> [Available data]:
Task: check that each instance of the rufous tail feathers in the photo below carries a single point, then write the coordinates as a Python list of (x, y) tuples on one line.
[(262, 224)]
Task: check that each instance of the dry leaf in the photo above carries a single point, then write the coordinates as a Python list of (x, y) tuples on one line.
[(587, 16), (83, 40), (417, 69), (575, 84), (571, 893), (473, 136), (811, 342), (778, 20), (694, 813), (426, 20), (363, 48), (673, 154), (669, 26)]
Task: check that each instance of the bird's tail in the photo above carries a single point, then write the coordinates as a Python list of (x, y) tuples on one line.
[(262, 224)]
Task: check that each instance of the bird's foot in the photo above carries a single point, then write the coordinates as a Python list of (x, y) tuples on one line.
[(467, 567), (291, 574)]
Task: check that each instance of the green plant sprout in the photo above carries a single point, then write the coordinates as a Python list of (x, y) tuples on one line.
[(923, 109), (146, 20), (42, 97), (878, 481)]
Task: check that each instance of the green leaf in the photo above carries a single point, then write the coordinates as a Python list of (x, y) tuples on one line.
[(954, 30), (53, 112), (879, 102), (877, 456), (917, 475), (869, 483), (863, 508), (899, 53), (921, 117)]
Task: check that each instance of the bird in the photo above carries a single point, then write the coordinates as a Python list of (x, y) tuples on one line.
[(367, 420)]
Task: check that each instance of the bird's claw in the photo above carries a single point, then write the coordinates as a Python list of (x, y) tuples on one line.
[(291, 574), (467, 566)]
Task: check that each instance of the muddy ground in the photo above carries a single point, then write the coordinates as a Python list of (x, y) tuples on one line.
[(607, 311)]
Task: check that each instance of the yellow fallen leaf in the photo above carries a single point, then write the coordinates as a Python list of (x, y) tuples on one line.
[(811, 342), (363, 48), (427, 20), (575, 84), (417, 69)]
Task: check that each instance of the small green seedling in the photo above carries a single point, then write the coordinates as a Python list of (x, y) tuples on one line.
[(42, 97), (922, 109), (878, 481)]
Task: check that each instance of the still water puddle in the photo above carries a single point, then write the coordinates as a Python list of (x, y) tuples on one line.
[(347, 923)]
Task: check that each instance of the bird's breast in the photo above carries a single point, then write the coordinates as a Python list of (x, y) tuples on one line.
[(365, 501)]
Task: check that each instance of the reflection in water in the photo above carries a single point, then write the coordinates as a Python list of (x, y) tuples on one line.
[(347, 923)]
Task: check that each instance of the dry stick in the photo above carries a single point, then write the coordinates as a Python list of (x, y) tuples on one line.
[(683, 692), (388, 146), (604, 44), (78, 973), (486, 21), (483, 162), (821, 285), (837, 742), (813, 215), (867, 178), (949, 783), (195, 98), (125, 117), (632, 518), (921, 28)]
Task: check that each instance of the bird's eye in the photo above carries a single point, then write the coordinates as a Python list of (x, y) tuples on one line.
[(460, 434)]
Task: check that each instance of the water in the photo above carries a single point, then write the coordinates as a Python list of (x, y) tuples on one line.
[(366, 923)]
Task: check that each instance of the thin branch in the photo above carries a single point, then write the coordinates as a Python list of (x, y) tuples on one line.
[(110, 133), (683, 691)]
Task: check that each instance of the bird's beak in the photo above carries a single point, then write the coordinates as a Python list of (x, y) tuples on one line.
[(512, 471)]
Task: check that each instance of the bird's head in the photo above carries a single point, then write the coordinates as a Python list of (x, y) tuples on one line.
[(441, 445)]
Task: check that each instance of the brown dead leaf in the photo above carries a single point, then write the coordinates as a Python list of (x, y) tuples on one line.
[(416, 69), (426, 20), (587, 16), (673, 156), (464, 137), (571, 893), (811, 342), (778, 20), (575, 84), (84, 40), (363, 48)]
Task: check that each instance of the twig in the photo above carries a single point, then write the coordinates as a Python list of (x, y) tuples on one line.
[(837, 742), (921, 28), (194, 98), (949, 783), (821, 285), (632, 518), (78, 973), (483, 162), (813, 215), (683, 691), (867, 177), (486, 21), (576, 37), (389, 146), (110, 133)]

> [Your goal]:
All of the material above is to be repeated exactly.

> [Task output]:
Task: check that each instance of the rufous tail feathers in the photo below carries a single point, then write the coordinates as a Python list of (x, y) tuples on one line.
[(262, 224)]
Task: check that each instance of the dry leaf in the photo above carries a single point, then write the coordinates as a Python list of (x, y) tuples on one line.
[(587, 16), (83, 40), (417, 69), (575, 84), (571, 893), (473, 136), (811, 342), (778, 20), (694, 813), (426, 20), (363, 48), (673, 154), (669, 26)]
Task: check that each instance of the bird's tail in the photo above carries a single point, then write the coordinates as a Python list of (x, y) tuples on one line.
[(262, 224)]
Task: check that each instance of the bird's foot in the photo above carries a single point, then write the coordinates as a Python list of (x, y) tuples on one line.
[(467, 567), (291, 574)]
Task: check that each instance of the green plant sprout in the photo above carries a single point, then write the coordinates as a Python list of (x, y) tuples on one line.
[(923, 109), (146, 20), (42, 97), (878, 481)]
Task: check that each instance of the green leaf in the photo above carries a single point, then write the coordinates as a Python list of (x, y) tuples on one line.
[(954, 30), (53, 112), (879, 102), (877, 456), (917, 475), (869, 483), (863, 508), (899, 53), (921, 117)]
Task: check that each instance of the bird in the photo above carries a single point, then write the coordinates as a Python list of (x, y) tuples on one line.
[(367, 420)]
Task: check that each instance of the bird's claw in the photo above carries a single point, then write the coordinates as a Python list of (x, y) tuples on one line.
[(291, 574), (467, 566)]
Task: check that each instance of the muddy ground in the photo above carries a single point, then write the coordinates as a Python list of (x, y) tuples on one line.
[(607, 311)]
Task: check that each instance of the yellow fallen leaf in the photo above carries a single point, then write the coordinates as a Python list of (x, y) tuples on one line.
[(811, 342), (363, 48), (427, 20), (575, 84), (417, 69)]
Task: check that each instance of the small green seedling in the photo above carries a single point, then write the coordinates as a Python list of (x, y) tuples on one line.
[(42, 97), (922, 109), (878, 481)]
Task: check that each instance of the still water puddle in the photo above carries a single point, then write the coordinates as a Python list of (x, y) tuples on one line.
[(347, 923)]
Task: check that each instance of the bird's breast in the photo above carries a single point, then write the coordinates as a Python list of (x, y) tuples on one line.
[(365, 501)]
Task: check that each instance of the reflection in water in the photo above carries a single point, then write the coordinates as a Python list of (x, y) tuples on one line.
[(347, 923)]
Task: check that each instance of the dry stick in the photo above carries a single point, then write the coordinates as a Python list of (x, y) tuples on one line.
[(683, 692), (388, 146), (604, 44), (78, 973), (486, 21), (483, 162), (821, 285), (837, 742), (813, 215), (867, 178), (949, 783), (195, 98), (125, 117), (632, 518), (921, 28)]
Task: check that each instance of the bird's eye in the photo above carries a single point, then write the coordinates as a Python list of (x, y) tuples on one line.
[(460, 434)]
Task: check that each instance of the water in the photo above carries a single point, then write the coordinates as a Python list of (x, y) tuples on one line.
[(366, 923)]
Task: check that each instance of the thin branch in the photo above carries a single point, then write the coordinates as a Python list of (x, y) tuples on one line.
[(110, 133), (683, 691)]
Task: check that each instance of the bird's beak in the photo above carries a single point, then write the coordinates as a Python list of (x, y) tuples on one line.
[(512, 471)]
Task: check that each instance of the bird's head in the photo above carries a single point, then write the coordinates as a Python list of (x, y) tuples on one line.
[(441, 445)]
Task: check that each instance of the brown dead leaf in the photo above carries a single point, then write the coordinates as a Python list of (x, y) tuples on one line.
[(416, 69), (426, 20), (587, 16), (673, 156), (464, 137), (571, 893), (811, 342), (778, 20), (575, 84), (84, 40), (363, 48)]
Task: check that each instance of the twig in the photo above carries a single point, then write the coordinates as a Python list of (x, y) tuples on one line.
[(837, 742), (921, 28), (194, 98), (949, 783), (821, 285), (632, 518), (78, 973), (483, 162), (813, 215), (683, 691), (867, 177), (486, 21), (576, 37), (389, 146), (110, 133)]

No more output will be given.